» **GIVEN RECORDS**
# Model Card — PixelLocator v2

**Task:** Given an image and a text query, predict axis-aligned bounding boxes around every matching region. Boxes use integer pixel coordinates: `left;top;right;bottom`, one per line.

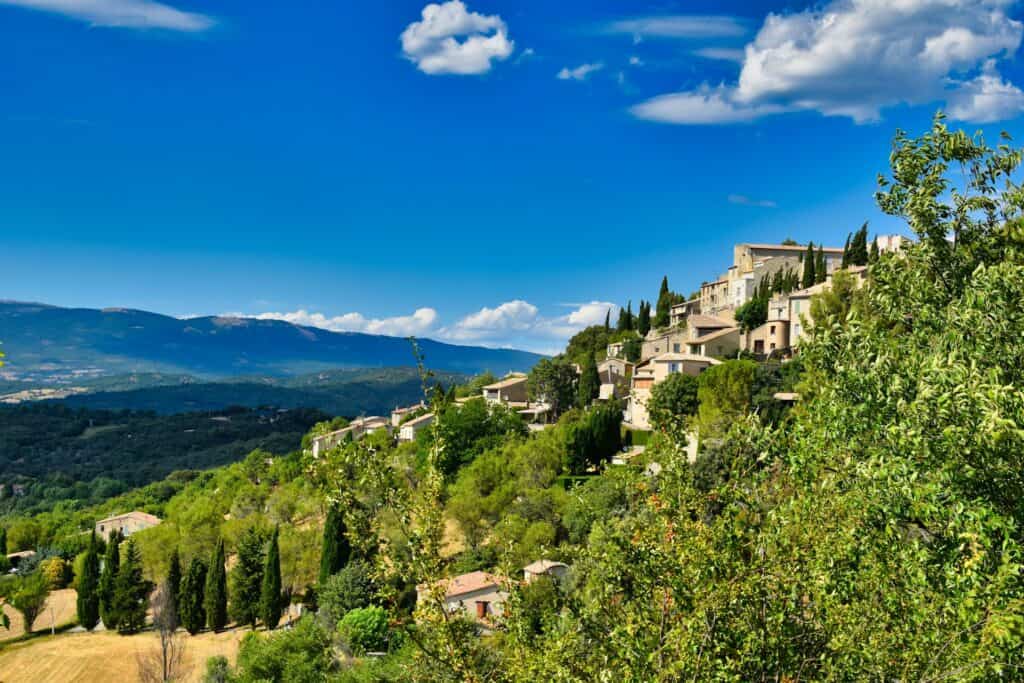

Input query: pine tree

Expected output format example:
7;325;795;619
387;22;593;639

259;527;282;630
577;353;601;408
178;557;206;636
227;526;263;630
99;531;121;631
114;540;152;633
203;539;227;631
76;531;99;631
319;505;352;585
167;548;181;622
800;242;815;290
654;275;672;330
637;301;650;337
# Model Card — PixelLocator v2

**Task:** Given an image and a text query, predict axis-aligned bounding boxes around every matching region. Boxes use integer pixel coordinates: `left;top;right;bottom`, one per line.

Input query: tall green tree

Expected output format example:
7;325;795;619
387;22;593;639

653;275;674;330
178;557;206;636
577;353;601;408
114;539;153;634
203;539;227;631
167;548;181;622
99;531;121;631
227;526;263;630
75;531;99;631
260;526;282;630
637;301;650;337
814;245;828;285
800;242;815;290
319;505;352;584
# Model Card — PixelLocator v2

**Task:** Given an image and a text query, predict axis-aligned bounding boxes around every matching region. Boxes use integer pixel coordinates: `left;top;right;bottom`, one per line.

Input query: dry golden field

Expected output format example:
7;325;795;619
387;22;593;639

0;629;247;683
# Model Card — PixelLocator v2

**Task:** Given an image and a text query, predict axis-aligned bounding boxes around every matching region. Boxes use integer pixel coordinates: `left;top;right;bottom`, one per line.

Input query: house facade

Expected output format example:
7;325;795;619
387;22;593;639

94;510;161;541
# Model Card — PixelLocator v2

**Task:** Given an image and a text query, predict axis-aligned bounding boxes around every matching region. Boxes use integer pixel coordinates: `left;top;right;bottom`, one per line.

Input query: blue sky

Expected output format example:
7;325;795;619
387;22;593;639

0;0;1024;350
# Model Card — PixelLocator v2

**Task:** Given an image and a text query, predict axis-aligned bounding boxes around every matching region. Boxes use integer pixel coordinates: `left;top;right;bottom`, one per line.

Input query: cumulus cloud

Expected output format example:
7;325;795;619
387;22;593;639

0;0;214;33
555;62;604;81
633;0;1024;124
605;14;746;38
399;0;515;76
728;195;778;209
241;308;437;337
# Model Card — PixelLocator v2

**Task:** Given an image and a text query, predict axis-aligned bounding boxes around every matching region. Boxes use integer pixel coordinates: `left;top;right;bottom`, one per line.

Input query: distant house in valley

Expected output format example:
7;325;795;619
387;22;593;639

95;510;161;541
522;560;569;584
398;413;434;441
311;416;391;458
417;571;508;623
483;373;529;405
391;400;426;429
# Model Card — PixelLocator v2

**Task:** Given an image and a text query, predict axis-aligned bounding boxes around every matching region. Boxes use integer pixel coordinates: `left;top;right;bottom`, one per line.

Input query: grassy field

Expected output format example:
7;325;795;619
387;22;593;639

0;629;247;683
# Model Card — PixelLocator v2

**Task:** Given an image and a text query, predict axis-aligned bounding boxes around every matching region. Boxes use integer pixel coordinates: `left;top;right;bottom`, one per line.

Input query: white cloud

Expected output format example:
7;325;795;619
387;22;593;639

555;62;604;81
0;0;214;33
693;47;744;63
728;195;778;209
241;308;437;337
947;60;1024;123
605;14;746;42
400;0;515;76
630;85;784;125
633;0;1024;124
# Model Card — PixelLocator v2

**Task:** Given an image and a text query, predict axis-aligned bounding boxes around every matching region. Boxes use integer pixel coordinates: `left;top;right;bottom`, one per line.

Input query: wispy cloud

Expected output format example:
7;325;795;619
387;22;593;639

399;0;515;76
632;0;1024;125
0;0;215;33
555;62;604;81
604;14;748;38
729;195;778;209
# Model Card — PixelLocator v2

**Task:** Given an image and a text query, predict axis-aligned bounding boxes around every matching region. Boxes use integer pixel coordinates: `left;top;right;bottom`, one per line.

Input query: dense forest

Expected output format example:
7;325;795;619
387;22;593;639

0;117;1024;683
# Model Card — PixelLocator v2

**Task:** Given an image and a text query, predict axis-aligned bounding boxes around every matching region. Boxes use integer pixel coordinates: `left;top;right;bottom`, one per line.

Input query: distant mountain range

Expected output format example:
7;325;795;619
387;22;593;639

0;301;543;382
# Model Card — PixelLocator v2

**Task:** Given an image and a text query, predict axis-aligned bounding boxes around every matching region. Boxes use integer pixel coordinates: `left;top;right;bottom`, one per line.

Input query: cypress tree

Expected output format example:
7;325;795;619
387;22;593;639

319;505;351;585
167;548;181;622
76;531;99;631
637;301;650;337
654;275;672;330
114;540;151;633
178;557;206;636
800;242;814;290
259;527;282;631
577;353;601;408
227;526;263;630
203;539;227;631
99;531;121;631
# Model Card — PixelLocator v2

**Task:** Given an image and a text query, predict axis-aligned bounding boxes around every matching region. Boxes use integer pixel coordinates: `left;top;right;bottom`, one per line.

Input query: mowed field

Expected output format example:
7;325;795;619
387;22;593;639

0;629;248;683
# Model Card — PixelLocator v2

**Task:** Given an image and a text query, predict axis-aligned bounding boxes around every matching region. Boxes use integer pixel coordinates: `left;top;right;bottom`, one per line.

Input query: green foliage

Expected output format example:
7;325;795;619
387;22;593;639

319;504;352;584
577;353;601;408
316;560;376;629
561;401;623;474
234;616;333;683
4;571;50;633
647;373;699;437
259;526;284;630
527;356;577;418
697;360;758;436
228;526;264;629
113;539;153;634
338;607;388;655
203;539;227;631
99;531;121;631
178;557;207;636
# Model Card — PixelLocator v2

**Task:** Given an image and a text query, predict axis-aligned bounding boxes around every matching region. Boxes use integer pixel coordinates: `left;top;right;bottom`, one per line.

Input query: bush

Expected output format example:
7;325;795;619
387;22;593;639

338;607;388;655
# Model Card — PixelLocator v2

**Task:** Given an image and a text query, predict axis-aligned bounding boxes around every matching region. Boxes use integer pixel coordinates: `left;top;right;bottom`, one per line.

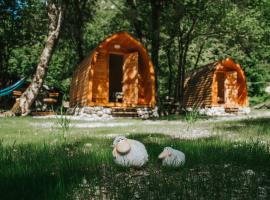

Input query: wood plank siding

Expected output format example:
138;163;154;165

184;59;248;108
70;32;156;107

» **WHAT THIS TASK INVOLVES**
Can you return all of the material above verbatim, line for line, leaving out the pictures?

» **FINAL RESULT**
# Model Card — PixelLocator v2

**Task:** Given an image and a text query, predict axis-aligned bounding boxes around every matching region. Boxes use integer pixel coordinates: `left;top;right;bottom`, one per line.


Input query: pine tree

Expected output format example:
7;325;795;619
387;22;593;639

259;527;282;630
577;353;601;408
178;557;206;636
227;526;263;630
99;531;121;631
114;540;152;633
203;539;227;631
76;531;99;631
319;505;352;585
167;548;181;622
800;242;815;290
654;275;672;330
637;301;650;337
# Model Card — PixelLocator v2

**Task:** Given an image and a text query, predict axis-aligned bounding boxes around every matching region. Boxes use integer pixel coordinates: `left;top;right;bottom`, one per line.

Input query: tall green tree

Expected output format example:
7;325;795;619
387;22;593;639

653;275;674;330
178;557;206;636
577;353;601;408
114;539;153;634
203;539;227;631
167;548;181;622
99;531;121;631
227;526;263;630
75;531;99;631
260;526;282;630
637;301;650;337
814;245;828;285
800;242;815;290
319;505;352;584
# Model Card — PixelLocator v2

**Task:** Given an image and a text query, predict axis-aligned bounding boxes around every matching region. Boxes use integer pixel coordinates: `left;top;right;bottom`, one per line.

Input query: dry golden field

Expected output format example:
7;325;795;619
387;22;593;639

0;629;247;683
# Model Card — PixelLocator v2

**Task:** Given an image and a text query, predict axis-aligned bounding boxes around every matching region. Boxes use integer pixel coordinates: `left;top;right;bottom`, one per line.

Input query: house facade

Expected output format example:
7;325;795;619
387;22;593;639

94;510;161;541
# Model Card — PixelLocator v2

**Task:** Given an image and a text query, predict axis-aligned bounding boxes around every matching region. Boxes use integer pixel coordinates: `left;top;right;bottom`, one per line.

Input query: blue sky

Expected output format example:
7;325;795;619
387;22;593;639

0;0;1024;350
# Model Card — PixelLocator v2

**Task:** Given an image and a text query, predict axis-aligned bounding boxes around every matching region. Boxes use integer pixel coordinates: `left;top;right;bottom`, one per line.

Input query: cumulus cloud

Expected output format example:
7;325;795;619
387;22;593;639

0;0;214;33
555;62;604;81
633;0;1024;124
605;14;746;38
399;0;515;76
728;195;778;209
241;308;437;337
# Model Card — PixelLocator v2

**Task:** Given an image and a text query, predict axis-aligned bounding boxes around every matching region. Boxes use integer pixel coordinates: `left;top;right;bottom`, one per line.

Input query: distant house in valley

Expected output format example:
7;325;795;619
387;22;593;639

95;510;161;541
522;560;569;584
398;413;434;441
311;416;391;458
417;571;508;623
483;373;529;405
391;400;426;429
# Model Card — PixelLocator v2

**Task:** Given an image and a text query, predict axis-aligned bounding boxes around every matching region. Boxes use integer pixel coordinates: `left;top;right;bottom`, one per line.

Input query: grassy field

Expected output format example:
7;325;795;619
387;22;593;639

0;629;247;683
# Model Card — PixelLocator v2

**Task:** Given an image and a text query, predict axis-aligned bounding boxes around every matching region. Boxes use integer pixel coordinates: `left;top;right;bottom`, one per line.

Input query: white cloud

Expected output format example:
7;325;795;619
387;22;593;639

555;62;604;81
0;0;214;33
693;47;744;63
728;195;778;209
241;308;437;337
947;60;1024;123
605;14;746;42
400;0;515;76
630;85;784;125
633;0;1024;124
# Model Card — PixelLocator v2

**Task:** Given an image and a text query, predict axis-aligned bounding boxes around every matching region. Boxes use integer pixel coordinates: `left;top;right;bottom`, one per line.

Input query: wispy cloud

Expected output format example:
7;325;795;619
387;22;593;639

399;0;515;76
632;0;1024;125
0;0;215;33
555;62;604;81
604;14;748;38
729;195;778;209
# Model Card — PixelLocator v2

**Task:** Given an image and a text query, predict axis-aligned bounding boxes around every matching region. Boxes use integer pixel coordinates: `left;top;right;bottom`, one per line.

Input query: dense forest

Expected output format example:
7;325;795;619
387;22;593;639

0;117;1024;683
# Model Card — PixelLocator v2

**Task:** Given an image and a text query, predict axis-aligned bounding boxes around every matching region. Boxes use integer pixel coordinates: `left;top;right;bottom`, one per line.

Input query: distant mountain range

Expected output format example:
7;325;795;619
387;22;593;639

0;301;543;382
# Model Card — PixelLocator v2

**Task:** Given an image and a text query, predict axis-aligned bounding boxes around every matching region. Boxes use integer pixel coordinates: `left;top;right;bottom`, one per line.

Input query: cypress tree

Expected output format example:
7;325;795;619
387;22;593;639

319;505;351;585
167;548;181;622
76;531;99;631
637;301;650;337
654;275;672;330
114;540;151;633
178;557;206;636
800;242;814;290
259;527;282;631
577;353;601;408
227;526;263;630
203;539;227;631
99;531;121;631
# Model Card — PixelLocator v2

**Task:** Given an image and a text query, predict axis-aligned bounding boxes around every matching region. Boxes use integer pixel coordinates: `left;top;right;bottom`, one per line.

Input query: mowed field

Expected output format example:
7;325;795;619
387;22;593;639

0;629;248;683
# Model Card — PixelLocator v2

**Task:** Given an image and a text query, predict axis-aligned bounding boxes around every matching region. Boxes use integer pixel coordinates: `left;top;right;bottom`, one per line.

Input query: green foliage

Expected output format example:
7;325;795;619
387;22;593;639

319;504;352;584
577;353;601;408
316;560;376;629
561;401;623;474
234;616;333;683
4;571;50;633
647;373;699;437
259;526;284;630
527;356;577;418
697;360;758;436
228;526;264;629
113;539;153;634
338;607;388;655
203;539;227;631
99;531;121;631
178;557;207;636
# Model Card — PixelLocator v2

**Task:** Given an image and a text query, predict axis-aligned bounding boxes around every matching region. Boxes use integer pixel coordinates: `left;top;right;bottom`, one per line.

Input query: bush

Expected output format example:
7;325;795;619
387;22;593;639

338;607;388;655
# Model Card — PixelLocator v2

**Task:** Given an image and a text query, predict axis-aligned bounding boxes around every matching region. Boxes use integer pixel coordinates: `left;top;right;bottom`, one per line.


Input query: wood plank siding

Expected output format example:
138;163;154;165

184;59;248;108
70;32;156;107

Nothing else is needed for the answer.